*ZADANIE PISEMNE 1*: Wyodrębnij dosłownie fragment tekstu o odszkodowaniu za nieudany urlop: zacznij od słów „Pomimo, iż odpowiedniej”, a zakończ na słowach „czasu i nerwów.”.

*TEKST STRONY*:
+-------+

PIĘĆ GWIAZDEK W KATALOGU, A NA MIEJSCU TYLKO JEDNA?

Wakacje tuż tuż… również oczekujecie na upragniony urlop? A może już zaplanowaliście swój wymarzony wyjazd?

0
538

Pomimo, iż odpowiedniej ilości słońca nie jest w stanie zagwarantować nawet najlepsze biuro podróży, to jak na pewno zdążyliście się przekonać w wielu przypadkach rzeczywiste warunki wypoczynku często odbiegają od tych oferowanych na kartach kolorowego katalogu. O ile dla nikogo nie stanowi już zaskoczenia możliwość dochodzenia odszkodowania w przypadku poniesienia szkód majątkowych, to jeszcze do niedawna nikt nie wierzył w to, że można uzyskać pieniężny ekwiwalent straconego czasu i nerwów.

+-------+

*Wpisy adnotacji regionów*:
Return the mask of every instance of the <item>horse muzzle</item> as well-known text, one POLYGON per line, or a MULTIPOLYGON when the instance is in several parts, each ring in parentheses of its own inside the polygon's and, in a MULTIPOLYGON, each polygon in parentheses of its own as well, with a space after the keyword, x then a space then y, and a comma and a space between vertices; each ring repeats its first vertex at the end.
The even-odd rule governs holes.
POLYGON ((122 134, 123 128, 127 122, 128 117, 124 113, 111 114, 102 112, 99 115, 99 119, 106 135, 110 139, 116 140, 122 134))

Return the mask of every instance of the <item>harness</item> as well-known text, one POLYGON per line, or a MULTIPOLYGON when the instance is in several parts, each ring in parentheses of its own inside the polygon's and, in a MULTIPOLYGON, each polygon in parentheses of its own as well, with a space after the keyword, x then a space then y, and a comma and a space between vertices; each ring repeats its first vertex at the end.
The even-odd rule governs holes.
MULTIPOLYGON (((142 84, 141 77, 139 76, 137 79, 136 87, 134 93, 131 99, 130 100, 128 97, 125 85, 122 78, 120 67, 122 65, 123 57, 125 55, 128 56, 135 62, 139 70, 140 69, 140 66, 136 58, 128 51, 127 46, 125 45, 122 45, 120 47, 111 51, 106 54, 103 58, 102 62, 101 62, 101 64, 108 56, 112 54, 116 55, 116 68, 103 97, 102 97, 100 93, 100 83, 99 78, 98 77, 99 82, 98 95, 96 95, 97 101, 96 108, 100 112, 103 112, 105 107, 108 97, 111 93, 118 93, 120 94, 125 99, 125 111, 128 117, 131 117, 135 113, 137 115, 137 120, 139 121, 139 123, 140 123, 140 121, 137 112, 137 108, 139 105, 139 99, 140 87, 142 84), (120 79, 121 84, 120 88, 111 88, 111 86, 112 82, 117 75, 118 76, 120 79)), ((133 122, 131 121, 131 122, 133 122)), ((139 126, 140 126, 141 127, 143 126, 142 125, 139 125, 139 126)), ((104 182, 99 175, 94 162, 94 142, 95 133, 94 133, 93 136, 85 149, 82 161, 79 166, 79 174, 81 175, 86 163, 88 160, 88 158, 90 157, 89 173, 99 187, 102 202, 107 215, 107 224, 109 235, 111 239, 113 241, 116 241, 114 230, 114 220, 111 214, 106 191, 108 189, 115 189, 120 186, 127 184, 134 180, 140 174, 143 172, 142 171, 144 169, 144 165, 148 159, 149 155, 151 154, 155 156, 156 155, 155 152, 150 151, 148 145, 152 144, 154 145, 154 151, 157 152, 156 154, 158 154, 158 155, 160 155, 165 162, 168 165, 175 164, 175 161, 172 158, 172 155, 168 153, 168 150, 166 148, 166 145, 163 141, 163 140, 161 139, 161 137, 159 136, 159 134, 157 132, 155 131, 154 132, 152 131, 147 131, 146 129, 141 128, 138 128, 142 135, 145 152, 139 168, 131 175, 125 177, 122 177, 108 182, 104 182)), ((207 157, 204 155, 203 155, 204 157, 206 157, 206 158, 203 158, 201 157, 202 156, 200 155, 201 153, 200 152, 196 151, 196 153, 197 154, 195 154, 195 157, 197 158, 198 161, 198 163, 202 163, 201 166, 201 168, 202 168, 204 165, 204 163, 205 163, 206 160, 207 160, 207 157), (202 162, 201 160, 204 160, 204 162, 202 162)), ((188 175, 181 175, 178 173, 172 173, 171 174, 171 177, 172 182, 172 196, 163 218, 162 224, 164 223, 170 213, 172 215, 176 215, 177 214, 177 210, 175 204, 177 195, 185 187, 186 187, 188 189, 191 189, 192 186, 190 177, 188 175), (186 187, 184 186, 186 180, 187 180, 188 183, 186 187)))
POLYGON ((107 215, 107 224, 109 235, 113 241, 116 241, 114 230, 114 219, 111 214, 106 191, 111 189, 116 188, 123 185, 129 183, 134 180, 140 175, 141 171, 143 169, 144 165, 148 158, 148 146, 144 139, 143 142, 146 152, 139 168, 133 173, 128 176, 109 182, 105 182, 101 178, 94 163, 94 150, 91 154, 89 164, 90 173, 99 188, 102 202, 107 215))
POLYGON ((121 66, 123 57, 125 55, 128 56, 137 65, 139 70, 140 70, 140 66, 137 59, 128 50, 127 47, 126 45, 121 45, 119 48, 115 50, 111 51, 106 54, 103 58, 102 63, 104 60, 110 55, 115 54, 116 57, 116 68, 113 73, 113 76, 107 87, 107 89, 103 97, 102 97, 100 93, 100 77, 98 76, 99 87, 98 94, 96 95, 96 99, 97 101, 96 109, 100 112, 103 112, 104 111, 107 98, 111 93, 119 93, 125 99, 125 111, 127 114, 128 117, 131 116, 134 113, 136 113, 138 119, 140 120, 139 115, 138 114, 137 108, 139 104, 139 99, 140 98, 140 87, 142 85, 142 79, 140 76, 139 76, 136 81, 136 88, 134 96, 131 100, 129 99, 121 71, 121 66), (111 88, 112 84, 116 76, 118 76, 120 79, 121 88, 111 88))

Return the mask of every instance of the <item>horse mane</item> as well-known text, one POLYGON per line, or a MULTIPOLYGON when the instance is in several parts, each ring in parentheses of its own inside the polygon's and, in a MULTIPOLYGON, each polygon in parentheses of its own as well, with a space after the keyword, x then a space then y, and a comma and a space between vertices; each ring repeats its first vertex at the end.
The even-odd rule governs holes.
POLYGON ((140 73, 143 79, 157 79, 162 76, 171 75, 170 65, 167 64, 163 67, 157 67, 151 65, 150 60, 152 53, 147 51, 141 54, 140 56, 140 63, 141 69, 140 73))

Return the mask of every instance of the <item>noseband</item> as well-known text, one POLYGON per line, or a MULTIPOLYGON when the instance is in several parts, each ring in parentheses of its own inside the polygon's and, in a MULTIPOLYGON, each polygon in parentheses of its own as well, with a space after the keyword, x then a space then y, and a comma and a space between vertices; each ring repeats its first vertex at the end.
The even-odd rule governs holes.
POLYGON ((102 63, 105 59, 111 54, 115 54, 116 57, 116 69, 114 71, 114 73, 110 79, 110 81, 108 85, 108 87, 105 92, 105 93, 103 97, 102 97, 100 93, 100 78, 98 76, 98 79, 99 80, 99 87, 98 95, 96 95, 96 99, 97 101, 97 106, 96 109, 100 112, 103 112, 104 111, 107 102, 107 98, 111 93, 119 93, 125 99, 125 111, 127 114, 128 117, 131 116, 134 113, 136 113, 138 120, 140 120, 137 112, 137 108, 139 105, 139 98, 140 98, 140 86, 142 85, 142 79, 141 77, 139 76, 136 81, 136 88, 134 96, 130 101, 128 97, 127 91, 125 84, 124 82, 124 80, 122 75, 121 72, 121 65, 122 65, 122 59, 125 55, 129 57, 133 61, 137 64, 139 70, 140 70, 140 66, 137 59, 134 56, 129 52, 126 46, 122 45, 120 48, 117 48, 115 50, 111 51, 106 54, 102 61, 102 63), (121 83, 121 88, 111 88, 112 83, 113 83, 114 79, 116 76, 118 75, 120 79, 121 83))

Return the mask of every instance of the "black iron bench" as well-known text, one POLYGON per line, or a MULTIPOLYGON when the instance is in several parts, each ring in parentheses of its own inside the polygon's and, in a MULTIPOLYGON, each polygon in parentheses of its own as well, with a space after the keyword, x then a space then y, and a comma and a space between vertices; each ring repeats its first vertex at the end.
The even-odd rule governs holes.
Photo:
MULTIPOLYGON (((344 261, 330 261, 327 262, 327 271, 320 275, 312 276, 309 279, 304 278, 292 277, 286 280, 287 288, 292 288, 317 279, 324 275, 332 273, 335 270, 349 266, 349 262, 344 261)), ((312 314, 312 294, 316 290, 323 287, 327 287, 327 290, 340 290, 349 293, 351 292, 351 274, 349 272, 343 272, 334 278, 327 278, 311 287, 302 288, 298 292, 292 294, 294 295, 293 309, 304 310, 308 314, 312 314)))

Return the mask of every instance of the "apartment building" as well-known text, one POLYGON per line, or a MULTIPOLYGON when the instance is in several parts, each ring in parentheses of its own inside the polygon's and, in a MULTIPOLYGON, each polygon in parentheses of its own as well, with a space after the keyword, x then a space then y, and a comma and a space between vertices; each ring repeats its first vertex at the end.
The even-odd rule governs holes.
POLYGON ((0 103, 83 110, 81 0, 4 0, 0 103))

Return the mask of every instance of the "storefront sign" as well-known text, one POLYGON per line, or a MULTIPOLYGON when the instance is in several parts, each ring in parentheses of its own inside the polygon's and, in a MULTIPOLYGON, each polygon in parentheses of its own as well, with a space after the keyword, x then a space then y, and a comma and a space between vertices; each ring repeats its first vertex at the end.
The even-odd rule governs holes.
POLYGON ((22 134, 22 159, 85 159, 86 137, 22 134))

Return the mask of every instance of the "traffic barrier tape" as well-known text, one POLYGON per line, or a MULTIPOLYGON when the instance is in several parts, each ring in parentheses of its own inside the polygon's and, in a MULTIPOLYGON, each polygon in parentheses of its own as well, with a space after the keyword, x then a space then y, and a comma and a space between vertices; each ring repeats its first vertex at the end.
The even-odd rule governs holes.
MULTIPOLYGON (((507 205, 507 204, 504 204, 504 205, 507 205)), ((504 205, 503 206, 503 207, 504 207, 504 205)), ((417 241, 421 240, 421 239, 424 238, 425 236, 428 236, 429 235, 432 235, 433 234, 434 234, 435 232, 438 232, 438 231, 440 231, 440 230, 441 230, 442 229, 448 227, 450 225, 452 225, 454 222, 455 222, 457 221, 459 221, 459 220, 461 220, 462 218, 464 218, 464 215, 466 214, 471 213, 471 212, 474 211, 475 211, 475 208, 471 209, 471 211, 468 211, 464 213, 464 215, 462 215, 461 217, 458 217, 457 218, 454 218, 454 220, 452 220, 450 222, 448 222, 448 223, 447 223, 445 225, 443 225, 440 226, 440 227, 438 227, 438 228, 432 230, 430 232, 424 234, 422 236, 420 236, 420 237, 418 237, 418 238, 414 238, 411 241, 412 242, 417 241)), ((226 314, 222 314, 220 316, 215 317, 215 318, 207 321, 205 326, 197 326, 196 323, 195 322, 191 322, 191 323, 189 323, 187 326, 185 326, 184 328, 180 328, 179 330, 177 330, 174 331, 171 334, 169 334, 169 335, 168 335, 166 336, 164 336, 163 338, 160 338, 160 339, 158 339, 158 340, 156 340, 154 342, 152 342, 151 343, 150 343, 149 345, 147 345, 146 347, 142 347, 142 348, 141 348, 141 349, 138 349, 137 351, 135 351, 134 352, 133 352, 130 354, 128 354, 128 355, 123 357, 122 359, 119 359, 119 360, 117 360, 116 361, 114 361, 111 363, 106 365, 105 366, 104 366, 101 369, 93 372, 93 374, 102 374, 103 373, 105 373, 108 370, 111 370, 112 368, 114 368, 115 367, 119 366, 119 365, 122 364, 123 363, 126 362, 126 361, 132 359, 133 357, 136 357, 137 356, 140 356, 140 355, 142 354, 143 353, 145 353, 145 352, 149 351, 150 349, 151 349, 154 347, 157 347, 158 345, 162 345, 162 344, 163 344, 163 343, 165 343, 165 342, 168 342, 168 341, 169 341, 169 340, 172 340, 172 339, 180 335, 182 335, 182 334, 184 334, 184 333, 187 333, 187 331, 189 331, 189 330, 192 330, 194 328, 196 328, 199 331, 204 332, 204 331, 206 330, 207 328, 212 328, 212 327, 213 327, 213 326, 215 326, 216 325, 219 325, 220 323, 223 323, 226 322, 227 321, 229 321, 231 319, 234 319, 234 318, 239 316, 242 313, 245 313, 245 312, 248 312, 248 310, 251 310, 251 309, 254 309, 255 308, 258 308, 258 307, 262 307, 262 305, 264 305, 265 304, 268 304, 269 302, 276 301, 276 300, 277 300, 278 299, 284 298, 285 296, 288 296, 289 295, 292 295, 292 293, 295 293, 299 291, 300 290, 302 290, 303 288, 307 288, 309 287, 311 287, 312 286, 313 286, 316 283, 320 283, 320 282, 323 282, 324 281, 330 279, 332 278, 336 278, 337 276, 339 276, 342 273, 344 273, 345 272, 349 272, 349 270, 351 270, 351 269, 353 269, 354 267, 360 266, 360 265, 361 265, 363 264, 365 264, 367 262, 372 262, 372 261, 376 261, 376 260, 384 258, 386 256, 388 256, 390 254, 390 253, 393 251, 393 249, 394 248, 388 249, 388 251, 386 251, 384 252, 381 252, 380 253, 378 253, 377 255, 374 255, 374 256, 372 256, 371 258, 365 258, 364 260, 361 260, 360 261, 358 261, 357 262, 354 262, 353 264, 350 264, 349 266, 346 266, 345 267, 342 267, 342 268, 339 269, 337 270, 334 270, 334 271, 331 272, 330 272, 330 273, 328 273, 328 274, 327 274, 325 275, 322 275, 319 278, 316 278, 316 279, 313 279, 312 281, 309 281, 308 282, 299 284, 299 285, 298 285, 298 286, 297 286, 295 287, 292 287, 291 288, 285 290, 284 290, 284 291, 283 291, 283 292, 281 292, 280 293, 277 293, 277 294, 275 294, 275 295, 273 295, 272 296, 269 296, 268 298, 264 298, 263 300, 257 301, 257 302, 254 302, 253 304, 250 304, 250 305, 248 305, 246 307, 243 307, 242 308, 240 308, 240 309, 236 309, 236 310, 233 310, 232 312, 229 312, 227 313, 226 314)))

+-------+

*ZADANIE PISEMNE 2*: Umieść wiersze danych od linii zawierającej „Return the mask of every instance of the <item>horse mane</item>” do linii zawierającej „POLYGON ((140 73, 143”, z obiema tymi liniami włącznie, w pliku CSV o dwóch kolumnach, wejscie i wyjscie. W każdym wierszu CSV ma się znaleźć tekst i odpowiedź, każde w jednym polu w cudzysłowie, z podziałami linii zamienionymi na spacje, a pozostałe wiersze danych pomiń.

*ODPOWIEDŹ 1*:
Pomimo, iż odpowiedniej ilości słońca nie jest w stanie zagwarantować nawet najlepsze biuro podróży, to jak na pewno zdążyliście się przekonać w wielu przypadkach rzeczywiste warunki wypoczynku często odbiegają od tych oferowanych na kartach kolorowego katalogu. O ile dla nikogo nie stanowi już zaskoczenia możliwość dochodzenia odszkodowania w przypadku poniesienia szkód majątkowych, to jeszcze do niedawna nikt nie wierzył w to, że można uzyskać pieniężny ekwiwalent straconego czasu i nerwów.

*ODPOWIEDŹ 2*:
wejscie,wyjscie
"Return the mask of every instance of the <item>horse mane</item> as well-known text, one POLYGON per line, or a MULTIPOLYGON when the instance is in several parts, each ring in parentheses of its own inside the polygon's and, in a MULTIPOLYGON, each polygon in parentheses of its own as well, with a space after the keyword, x then a space then y, and a comma and a space between vertices; each ring repeats its first vertex at the end. The even-odd rule governs holes.","POLYGON ((140 73, 143 79, 157 79, 162 76, 171 75, 170 65, 167 64, 163 67, 157 67, 151 65, 150 60, 152 53, 147 51, 141 54, 140 56, 140 63, 141 69, 140 73))"